RECORDS SHOWN ->

* * * * *

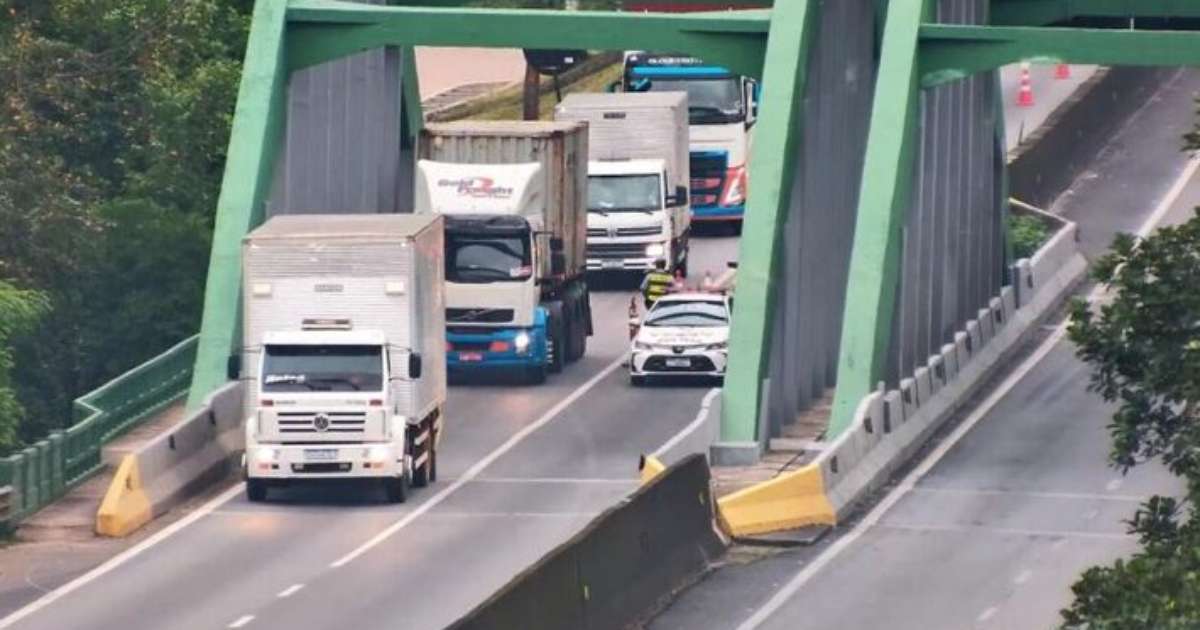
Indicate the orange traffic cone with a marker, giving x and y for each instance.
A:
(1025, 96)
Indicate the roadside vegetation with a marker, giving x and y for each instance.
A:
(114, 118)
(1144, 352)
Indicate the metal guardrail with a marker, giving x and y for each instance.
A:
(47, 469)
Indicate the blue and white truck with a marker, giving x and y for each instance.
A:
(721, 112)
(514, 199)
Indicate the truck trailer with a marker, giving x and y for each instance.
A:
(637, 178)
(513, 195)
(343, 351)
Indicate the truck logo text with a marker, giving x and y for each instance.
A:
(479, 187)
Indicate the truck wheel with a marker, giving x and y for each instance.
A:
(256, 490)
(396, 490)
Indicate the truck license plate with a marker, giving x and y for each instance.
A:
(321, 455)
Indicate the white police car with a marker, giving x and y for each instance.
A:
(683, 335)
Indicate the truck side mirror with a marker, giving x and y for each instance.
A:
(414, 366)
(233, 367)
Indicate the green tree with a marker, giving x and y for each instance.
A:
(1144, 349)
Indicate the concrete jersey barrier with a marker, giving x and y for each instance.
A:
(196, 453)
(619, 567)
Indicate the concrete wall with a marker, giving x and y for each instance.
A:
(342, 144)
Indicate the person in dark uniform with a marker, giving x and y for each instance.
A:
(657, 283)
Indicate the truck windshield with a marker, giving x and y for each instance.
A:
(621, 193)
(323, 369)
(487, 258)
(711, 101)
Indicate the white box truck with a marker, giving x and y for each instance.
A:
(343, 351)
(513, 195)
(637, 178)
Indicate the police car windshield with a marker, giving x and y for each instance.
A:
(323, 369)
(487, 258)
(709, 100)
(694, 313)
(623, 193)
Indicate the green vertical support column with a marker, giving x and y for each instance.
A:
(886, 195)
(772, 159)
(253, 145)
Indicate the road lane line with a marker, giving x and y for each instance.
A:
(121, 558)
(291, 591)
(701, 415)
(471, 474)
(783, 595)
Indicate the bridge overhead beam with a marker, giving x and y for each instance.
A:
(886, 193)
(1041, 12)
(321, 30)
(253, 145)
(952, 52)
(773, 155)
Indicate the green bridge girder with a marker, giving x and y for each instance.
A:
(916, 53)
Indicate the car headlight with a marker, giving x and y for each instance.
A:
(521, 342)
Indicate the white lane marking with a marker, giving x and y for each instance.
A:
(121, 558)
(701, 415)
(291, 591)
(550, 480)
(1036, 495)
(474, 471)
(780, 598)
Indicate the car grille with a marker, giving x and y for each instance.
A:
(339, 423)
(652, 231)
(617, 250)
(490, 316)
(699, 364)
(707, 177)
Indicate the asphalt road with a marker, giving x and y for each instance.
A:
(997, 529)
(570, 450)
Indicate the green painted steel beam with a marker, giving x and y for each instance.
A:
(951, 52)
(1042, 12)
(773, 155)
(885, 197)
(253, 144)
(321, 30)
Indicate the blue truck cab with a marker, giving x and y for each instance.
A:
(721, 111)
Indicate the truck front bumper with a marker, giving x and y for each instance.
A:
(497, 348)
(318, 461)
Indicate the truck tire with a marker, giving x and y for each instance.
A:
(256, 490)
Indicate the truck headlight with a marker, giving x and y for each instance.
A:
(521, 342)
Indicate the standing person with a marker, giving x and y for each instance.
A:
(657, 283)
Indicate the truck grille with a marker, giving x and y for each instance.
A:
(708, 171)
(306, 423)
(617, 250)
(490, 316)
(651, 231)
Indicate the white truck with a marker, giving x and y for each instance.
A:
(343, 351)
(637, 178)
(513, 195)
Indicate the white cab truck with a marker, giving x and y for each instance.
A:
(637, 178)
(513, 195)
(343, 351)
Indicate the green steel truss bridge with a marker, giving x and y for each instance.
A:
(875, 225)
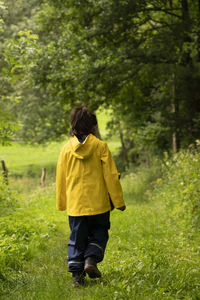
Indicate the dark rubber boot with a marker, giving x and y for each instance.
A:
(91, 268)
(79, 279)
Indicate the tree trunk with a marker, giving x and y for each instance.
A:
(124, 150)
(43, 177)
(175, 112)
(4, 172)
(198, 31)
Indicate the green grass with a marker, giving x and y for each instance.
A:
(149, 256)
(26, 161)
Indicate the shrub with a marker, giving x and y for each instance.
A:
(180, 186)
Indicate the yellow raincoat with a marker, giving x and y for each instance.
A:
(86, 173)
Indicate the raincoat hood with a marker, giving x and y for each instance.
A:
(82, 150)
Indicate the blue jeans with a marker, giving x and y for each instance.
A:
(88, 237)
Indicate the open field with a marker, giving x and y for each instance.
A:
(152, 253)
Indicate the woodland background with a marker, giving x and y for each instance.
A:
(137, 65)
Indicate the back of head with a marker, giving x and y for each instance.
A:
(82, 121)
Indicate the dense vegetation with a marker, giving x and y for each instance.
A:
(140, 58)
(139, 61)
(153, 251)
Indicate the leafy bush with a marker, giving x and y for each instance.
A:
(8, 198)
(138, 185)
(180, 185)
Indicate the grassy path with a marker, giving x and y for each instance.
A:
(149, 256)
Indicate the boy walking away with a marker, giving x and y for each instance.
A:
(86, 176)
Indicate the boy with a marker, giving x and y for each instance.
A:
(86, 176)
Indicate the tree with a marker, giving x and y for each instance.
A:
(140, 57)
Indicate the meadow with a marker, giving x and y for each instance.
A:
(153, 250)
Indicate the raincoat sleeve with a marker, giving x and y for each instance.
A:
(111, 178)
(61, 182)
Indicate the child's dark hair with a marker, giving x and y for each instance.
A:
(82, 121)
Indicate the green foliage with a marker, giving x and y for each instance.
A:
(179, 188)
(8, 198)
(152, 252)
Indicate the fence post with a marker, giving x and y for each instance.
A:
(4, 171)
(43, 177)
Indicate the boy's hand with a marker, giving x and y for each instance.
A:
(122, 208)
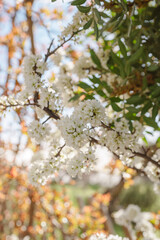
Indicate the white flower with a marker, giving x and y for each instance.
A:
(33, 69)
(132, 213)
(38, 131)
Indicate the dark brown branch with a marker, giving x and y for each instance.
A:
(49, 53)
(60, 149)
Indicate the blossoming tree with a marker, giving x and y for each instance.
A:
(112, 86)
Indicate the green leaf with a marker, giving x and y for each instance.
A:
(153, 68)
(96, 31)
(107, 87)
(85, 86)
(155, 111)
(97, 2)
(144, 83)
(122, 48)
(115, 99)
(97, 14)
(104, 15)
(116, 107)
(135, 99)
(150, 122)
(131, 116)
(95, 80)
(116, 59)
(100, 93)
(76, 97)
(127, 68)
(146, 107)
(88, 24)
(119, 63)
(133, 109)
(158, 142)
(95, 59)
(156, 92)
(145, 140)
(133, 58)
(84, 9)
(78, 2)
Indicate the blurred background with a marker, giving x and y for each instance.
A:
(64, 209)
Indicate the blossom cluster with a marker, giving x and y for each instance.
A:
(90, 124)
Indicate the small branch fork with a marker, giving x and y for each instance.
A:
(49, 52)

* * * * *

GIVEN PROBLEM -> Your task is to return, exactly and on their own, the lines from the one containing "Indicate the blossoming" through the last line of the listing.

REPLY TO THE EXERCISE ->
Indicate the blossoming tree with a marker, giving x and y for each instance.
A:
(112, 86)
Indicate the green leaf with a marker, giving x and y for each instance.
A:
(153, 68)
(96, 31)
(107, 87)
(85, 86)
(155, 111)
(97, 2)
(144, 83)
(122, 48)
(115, 99)
(97, 14)
(104, 15)
(116, 107)
(135, 99)
(150, 122)
(131, 116)
(95, 80)
(116, 59)
(100, 93)
(76, 97)
(127, 68)
(146, 107)
(88, 24)
(119, 63)
(133, 109)
(158, 142)
(95, 59)
(156, 92)
(145, 140)
(133, 58)
(84, 9)
(78, 2)
Indicate the blurred background with a marker, giving x and y for each instance.
A:
(64, 209)
Indicate the blossom cluster with a marker, giving x and y for each instance.
A:
(90, 124)
Indicate the small branch fork with a marker, giving x and y for each instance.
A:
(49, 52)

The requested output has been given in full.